* [PAGE TEXT]:
*****
Classical statistical methods developed during the last century were suitable when the number of observations is much larger than the number of parameters to infer. Unfortunately, many fields such as astronomy, genetics, medicine or neuroscience produce large and complex data sets whose dimension is much larger than the number of experimental units. Such data are said to be high-dimensional. To face with this challenging curse of dimensionality, new methodologies have been developed based on sparsity assumptions.
The goal of these courses is to present the main concepts and ideas on some selected topics of high-dimensional statistics such as variable selection, nonparametric estimation, supervised and non-supervised classification, or multiple testing. Theoretical aspects are motivated by applicable developments of presented methods.
Course 1 (Vincent Rivoirard): Estimation in the high-dimensional setting
The goal of this course is to present modern statistical tools and some of their theoretical properties for estimation in the high-dimensional setting, including:
- Wavelets and thresholding rules
- Penalized estimators: model selection procedures, Ridge and Lasso estimates
- Generalizations and variations of the Lasso estimate: Group-Lasso, Fused-Lasso, elastic-net and Dantzig selectors. Links with Bayesian rules.
- Statistical properties of Lasso estimators: study in the classical regression model. Extensions for the generalized linear model.
*****
* [TASK TO CARRY OUT]: Decide whether each statement agrees with the course description above, and answer yes or no with the words from it that settle the question. 1. Course 1 is taught by Vincent Rivoirard. 2. High-dimensional data sets have more experimental units than dimensions. 3. Course 1 covers the Group-Lasso.

* [EXTRACTED ENTRIES]:
*****
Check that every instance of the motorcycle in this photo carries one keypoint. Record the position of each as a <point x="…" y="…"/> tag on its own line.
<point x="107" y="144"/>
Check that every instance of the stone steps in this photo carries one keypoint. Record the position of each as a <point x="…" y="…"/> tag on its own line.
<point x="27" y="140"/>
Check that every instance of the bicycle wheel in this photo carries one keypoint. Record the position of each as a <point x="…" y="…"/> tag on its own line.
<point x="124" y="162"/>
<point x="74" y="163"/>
*****
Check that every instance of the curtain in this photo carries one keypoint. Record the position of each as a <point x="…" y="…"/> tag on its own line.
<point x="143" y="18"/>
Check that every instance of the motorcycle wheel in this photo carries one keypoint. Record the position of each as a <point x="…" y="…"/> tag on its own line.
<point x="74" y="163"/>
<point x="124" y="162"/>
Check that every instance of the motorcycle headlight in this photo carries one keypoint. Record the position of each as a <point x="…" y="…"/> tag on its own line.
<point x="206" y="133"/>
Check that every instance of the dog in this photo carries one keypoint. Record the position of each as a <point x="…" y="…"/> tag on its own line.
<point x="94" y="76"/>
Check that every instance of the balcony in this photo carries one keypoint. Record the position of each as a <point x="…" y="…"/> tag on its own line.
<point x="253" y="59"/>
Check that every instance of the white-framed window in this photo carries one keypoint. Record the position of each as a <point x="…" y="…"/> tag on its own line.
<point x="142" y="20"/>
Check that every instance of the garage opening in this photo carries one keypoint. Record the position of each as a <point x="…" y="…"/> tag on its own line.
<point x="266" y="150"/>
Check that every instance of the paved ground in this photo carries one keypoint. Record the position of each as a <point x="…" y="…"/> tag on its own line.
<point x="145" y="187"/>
*****
* [RESPONSE BELOW]:
1. Yes: "Course 1 (Vincent Rivoirard): Estimation in the high-dimensional setting"
2. No: "whose dimension is much larger than the number of experimental units"
3. Yes: "Generalizations and variations of the Lasso estimate: Group-Lasso, Fused-Lasso, elastic-net and Dantzig selectors."